**Task data:**
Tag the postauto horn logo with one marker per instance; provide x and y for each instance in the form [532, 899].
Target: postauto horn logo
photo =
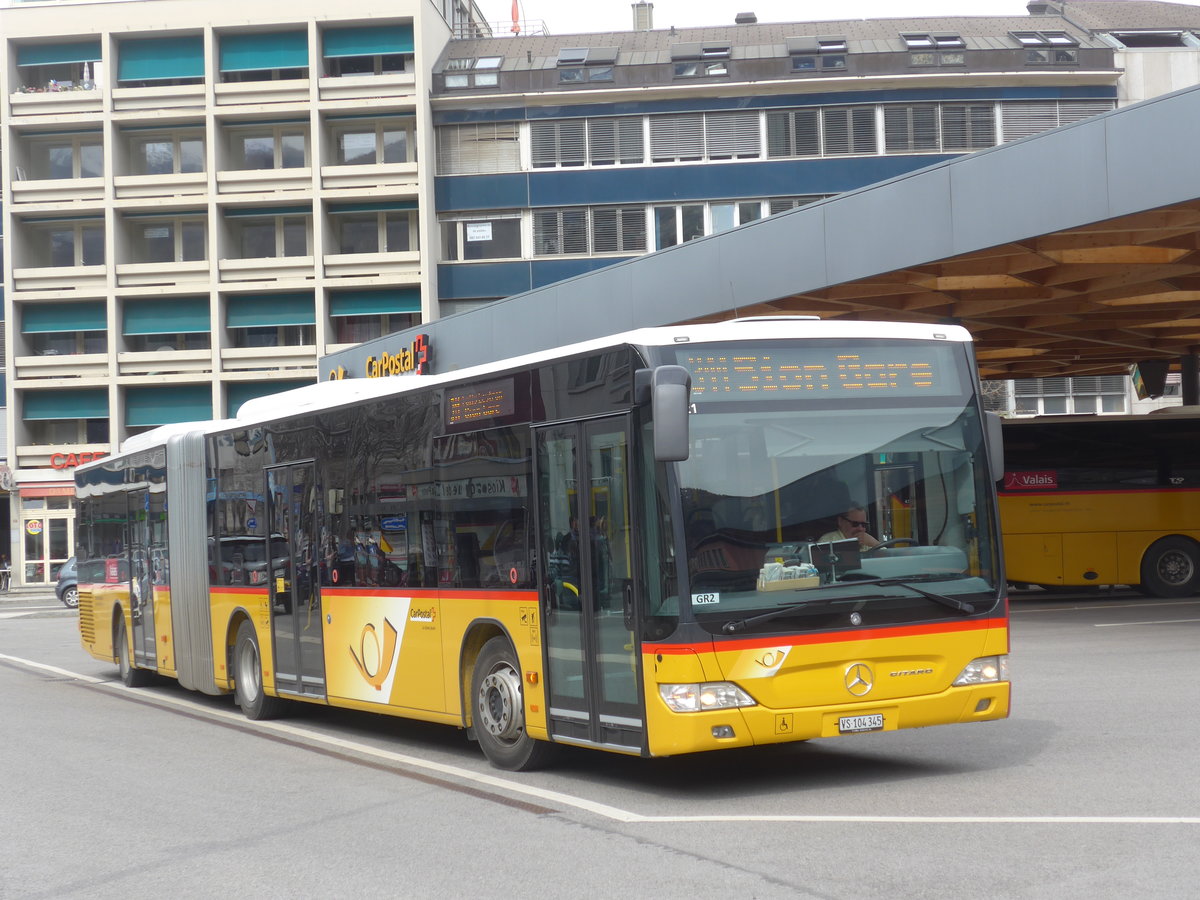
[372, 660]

==

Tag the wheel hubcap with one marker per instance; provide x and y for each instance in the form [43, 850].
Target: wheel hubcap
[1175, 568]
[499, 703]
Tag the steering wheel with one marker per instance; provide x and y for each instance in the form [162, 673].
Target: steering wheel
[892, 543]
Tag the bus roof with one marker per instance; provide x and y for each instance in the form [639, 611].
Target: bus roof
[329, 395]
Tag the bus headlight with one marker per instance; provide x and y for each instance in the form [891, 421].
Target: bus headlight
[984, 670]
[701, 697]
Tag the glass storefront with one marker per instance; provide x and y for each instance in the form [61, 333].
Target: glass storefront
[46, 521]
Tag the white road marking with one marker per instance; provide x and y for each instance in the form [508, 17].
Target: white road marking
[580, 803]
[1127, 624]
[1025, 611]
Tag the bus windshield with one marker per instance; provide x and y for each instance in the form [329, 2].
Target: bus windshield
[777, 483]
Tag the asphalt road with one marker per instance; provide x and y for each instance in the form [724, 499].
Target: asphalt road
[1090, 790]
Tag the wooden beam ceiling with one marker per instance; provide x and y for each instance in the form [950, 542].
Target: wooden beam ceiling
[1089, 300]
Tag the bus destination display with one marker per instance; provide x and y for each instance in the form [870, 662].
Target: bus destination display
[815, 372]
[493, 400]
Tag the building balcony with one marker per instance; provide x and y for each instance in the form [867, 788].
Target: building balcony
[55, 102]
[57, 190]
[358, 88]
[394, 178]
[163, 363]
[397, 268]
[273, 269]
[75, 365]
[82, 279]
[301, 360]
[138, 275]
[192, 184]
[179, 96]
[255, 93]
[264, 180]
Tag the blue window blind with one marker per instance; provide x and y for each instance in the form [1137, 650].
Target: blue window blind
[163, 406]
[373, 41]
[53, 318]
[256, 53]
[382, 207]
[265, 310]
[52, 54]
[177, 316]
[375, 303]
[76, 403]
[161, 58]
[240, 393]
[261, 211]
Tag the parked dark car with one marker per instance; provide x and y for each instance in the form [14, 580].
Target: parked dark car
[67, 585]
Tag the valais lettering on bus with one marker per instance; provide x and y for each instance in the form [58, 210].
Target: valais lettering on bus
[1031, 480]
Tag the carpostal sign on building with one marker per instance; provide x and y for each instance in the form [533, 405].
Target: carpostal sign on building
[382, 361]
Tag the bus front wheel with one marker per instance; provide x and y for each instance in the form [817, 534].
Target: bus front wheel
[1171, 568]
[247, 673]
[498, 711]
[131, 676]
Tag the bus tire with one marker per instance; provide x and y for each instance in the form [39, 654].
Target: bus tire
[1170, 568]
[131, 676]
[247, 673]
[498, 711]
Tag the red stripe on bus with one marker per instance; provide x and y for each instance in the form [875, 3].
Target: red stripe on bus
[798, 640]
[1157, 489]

**What the task requires:** Transcribe the items between the lines holding "Tag the blue" and "[1157, 489]", inclusive, and nothing else.

**Reply:**
Tag the blue window blind with one marker per instance; provide x and y for each instance in the form [1137, 650].
Target: blue window blind
[163, 406]
[373, 41]
[53, 318]
[256, 53]
[382, 207]
[265, 310]
[52, 54]
[177, 316]
[375, 303]
[76, 403]
[161, 58]
[240, 393]
[261, 211]
Tag the parked dark car with one marker per instance; provide x and y for each instance in the form [14, 580].
Target: parked dark car
[67, 585]
Tag the valais lettering on bus with one marker per instance; provide x and y for each instance in the form [58, 210].
Target: valais lettering on bus
[1031, 480]
Tag the carpostal sign on building with one marker per instance; provide x and y for each instance in the form [533, 405].
Target: carpostal sign on building
[382, 361]
Tag the bus front wheel with one marker per instance; provide x and y for each instance in the form [817, 534].
Target: bus front wheel
[1171, 568]
[247, 673]
[498, 711]
[131, 676]
Tag the bus tire with one marker per instance; provide x and y for each instance in the form [39, 654].
Target: bus tire
[1170, 568]
[131, 676]
[247, 673]
[498, 711]
Tag the red stripe on bus with one marker per instance; provide x and y for each instance in the form [875, 3].
Target: red stripe on bus
[798, 640]
[1157, 489]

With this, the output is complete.